Can you set out every line of the records below as a numbered list, skipping blank lines and leaving the pictures out?

[Start of Entries shown]

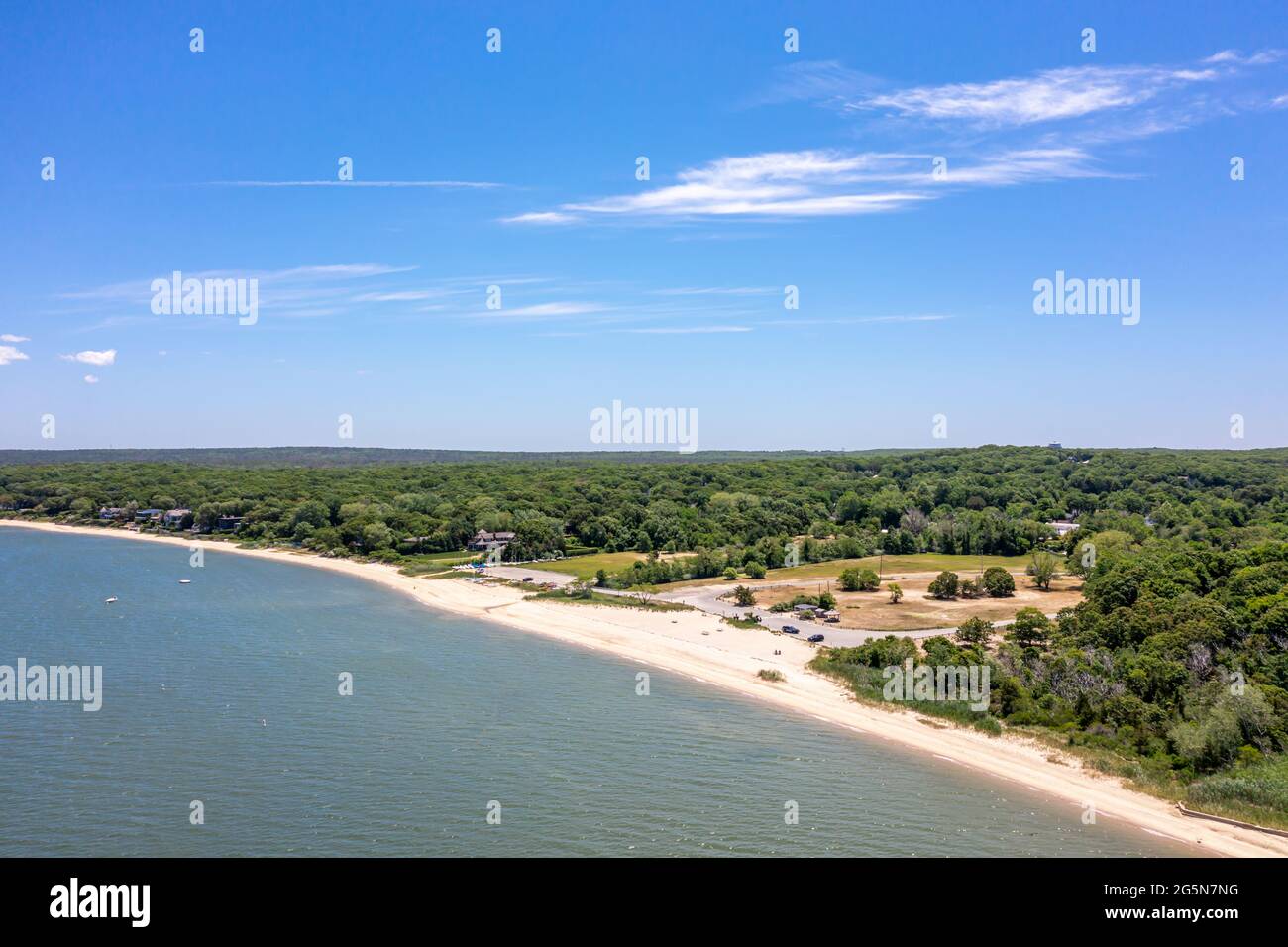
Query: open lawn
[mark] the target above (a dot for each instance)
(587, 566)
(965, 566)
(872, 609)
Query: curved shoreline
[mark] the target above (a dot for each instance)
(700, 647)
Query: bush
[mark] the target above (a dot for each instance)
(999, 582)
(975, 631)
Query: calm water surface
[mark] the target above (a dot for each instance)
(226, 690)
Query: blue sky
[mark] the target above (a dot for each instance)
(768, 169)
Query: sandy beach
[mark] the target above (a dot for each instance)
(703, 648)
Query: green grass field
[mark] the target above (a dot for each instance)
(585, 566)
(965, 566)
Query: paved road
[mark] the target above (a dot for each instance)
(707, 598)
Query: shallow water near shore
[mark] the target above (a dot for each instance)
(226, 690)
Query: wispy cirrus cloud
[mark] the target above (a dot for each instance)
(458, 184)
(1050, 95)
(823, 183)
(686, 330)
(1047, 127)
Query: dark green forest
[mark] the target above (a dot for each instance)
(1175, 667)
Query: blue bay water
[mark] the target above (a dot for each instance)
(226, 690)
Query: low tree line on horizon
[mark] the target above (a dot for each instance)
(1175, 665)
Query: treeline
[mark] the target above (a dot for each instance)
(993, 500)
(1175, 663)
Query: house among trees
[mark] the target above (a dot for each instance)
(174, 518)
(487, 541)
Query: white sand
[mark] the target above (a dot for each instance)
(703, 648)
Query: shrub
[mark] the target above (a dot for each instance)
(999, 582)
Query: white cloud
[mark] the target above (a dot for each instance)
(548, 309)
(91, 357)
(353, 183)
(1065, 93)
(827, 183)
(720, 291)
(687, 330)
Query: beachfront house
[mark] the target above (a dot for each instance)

[End of Entries shown]

Response
1. Query: open lawn
2. [mark] the target above (a dot for each instance)
3. (587, 566)
4. (965, 566)
5. (872, 609)
6. Query: curved shoreline
7. [mark] the target above (a dot for each instance)
8. (700, 647)
9. Query: bush
10. [mark] the target above (a dot for each instance)
11. (999, 582)
12. (975, 631)
13. Query: calm water surface
14. [mark] the target above (a dot for each instance)
15. (226, 690)
16. Query: blue sky
17. [mark] the target above (a dot for each instance)
18. (768, 169)
19. Query: sandy beach
20. [mark] the target above (a dot for each instance)
21. (703, 648)
22. Query: green grass field
23. [mark] the target above (a dot for each instance)
24. (585, 566)
25. (965, 566)
26. Query: paved road
27. [mark] the target above (a dot for each instance)
28. (707, 598)
29. Query: shallow water near shore
30. [mark] the target above (a dot for each instance)
31. (226, 690)
32. Query: wispy cirrus cloud
33. [mark] the target above (a dot for each instance)
34. (458, 184)
35. (1050, 95)
36. (823, 183)
37. (686, 330)
38. (1047, 127)
39. Query: dark green forest
40. [mark] the target above (a dot for each instance)
41. (1175, 667)
42. Query: blue bay water
43. [mark] the target above (a dot for each instance)
44. (226, 690)
45. Query: low tree line on horizon
46. [mark] the target above (a dot for each instance)
47. (1175, 665)
48. Query: treeline
49. [mark] the target above (a dot for each instance)
50. (993, 500)
51. (1175, 663)
52. Query: house among trees
53. [mark] the target above (a dot for each instance)
54. (174, 518)
55. (487, 541)
56. Query: white sand
57. [mark] the target above (a dot for each instance)
58. (703, 648)
59. Query: shrub
60. [mark] the target above (a dot for each instance)
61. (999, 582)
62. Query: white cloud
63. [mark] the target above (a dot for each instance)
64. (548, 309)
65. (91, 357)
66. (353, 183)
67. (1065, 93)
68. (827, 183)
69. (720, 291)
70. (687, 330)
71. Query: beachfront house
72. [mark] the target above (a dot for each instance)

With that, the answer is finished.